'''

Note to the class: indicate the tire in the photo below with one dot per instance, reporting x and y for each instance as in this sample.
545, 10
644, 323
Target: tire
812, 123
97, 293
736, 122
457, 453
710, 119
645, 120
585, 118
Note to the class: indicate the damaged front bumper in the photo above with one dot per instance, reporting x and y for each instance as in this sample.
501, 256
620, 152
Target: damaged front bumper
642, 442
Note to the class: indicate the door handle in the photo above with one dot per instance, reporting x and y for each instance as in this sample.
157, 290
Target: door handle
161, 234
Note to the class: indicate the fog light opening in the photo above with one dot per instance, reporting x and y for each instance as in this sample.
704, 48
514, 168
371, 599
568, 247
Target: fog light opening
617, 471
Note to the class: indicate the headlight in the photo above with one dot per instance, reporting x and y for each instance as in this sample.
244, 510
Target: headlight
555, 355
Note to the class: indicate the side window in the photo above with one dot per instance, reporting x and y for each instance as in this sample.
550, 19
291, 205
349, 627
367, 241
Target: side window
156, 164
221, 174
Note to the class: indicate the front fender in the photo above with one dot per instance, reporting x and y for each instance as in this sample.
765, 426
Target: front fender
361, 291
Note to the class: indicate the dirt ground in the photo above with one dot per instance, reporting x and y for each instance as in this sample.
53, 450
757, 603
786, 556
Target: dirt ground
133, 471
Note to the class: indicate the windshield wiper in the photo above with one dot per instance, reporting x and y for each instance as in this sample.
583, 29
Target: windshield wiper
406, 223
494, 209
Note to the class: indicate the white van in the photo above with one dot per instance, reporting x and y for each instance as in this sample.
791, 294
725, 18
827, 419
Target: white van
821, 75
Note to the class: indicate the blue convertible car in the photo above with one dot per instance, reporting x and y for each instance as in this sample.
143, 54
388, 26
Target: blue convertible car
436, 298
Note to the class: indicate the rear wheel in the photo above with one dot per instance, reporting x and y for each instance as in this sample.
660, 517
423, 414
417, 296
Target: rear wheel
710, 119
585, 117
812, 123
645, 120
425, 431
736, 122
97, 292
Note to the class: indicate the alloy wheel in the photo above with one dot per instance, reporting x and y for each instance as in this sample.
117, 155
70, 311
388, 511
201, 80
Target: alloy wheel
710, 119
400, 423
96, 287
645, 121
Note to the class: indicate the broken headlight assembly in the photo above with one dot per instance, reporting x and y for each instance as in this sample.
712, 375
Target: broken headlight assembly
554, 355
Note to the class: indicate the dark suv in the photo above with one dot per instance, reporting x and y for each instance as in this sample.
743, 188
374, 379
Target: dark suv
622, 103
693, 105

'''

- _Exercise instructions_:
Copy all of the data exactly. Skip nothing.

- _Reply_:
Note to the class: indicate the tire in the photo below with one dot per instance, reporting x and y for each instance as in this sample.
545, 10
644, 323
Target: tire
812, 123
97, 293
736, 122
457, 453
710, 119
645, 120
585, 118
Note to the class: indicate the damaged front bumper in the photo above with one dot per instance, reporting x and y for each instance as in this sample.
501, 256
620, 152
Target: damaged front bumper
642, 442
Note to the class: indicate the door handle in the photo above with one dot per instance, reporting x and y for each instance as in this sample.
157, 290
Target: door handle
161, 234
Note to the class: indicate the fog light opening in the photo above with one dot per instance, reporting x and y for each instance as in this sample.
704, 48
514, 168
371, 599
568, 247
Target: fog light opening
617, 471
Note to the class: indicate the headlight in the photo above with one dot per instance, reporting x and y for each instance as in this sample.
244, 510
Target: headlight
555, 355
Note to the class: indicate the side window in the photo above with one dot per instance, reporting x and y for each instance as in this sample.
550, 19
291, 205
349, 627
367, 241
Target: side window
156, 164
221, 174
Note to the class: indicate the front fender in the photo above with one dot per instance, reporting x and y for each instance as in this sample.
765, 426
Target: front fender
361, 291
Note to the class: indicate the dirt ground in the photo above with one dot per instance, reporting x and y for each instance as in this sample.
53, 450
757, 603
786, 556
Target: dirt ground
133, 471
Note to the class: indicate the windshield wiper in the photo above with one dot per instance, reporting x and y for each instance as in this sample.
583, 29
Target: windshield wiper
406, 223
494, 209
Note to the class: indicate the white van in the photo above with one dot per instance, reporting x and y for each instance as in this sample.
791, 294
725, 18
827, 419
Target: white van
821, 75
Note to the class: indicate the blue convertible car in the photo above with one dot per instance, reporting x and y for each instance as in this sample.
143, 54
388, 26
Target: blue convertible car
436, 298
Note to the class: indicate the rear wheel in the photo above with one dot per instance, reporting x and y for each instance as in this sample.
660, 517
423, 414
417, 296
Target: rear wheel
710, 119
585, 117
812, 123
645, 120
425, 431
736, 122
97, 292
Note to the class: indicate the alloy wheel in the photo above with one dot per instance, reporting x and y for each instance as in this sample.
117, 155
70, 311
388, 511
201, 80
Target: alloy wheel
710, 119
400, 423
96, 287
645, 121
Note to the class: indicate the broken headlight assembly in the photo above with one dot per instance, reporting x and y for each instance as in this sample.
712, 375
Target: broken headlight assembly
554, 355
Note to the class: indicate the dark suv in the photo above with one dot per instance, reporting x and y for each instance as in this sample.
743, 188
374, 379
Target: dark suv
622, 103
693, 105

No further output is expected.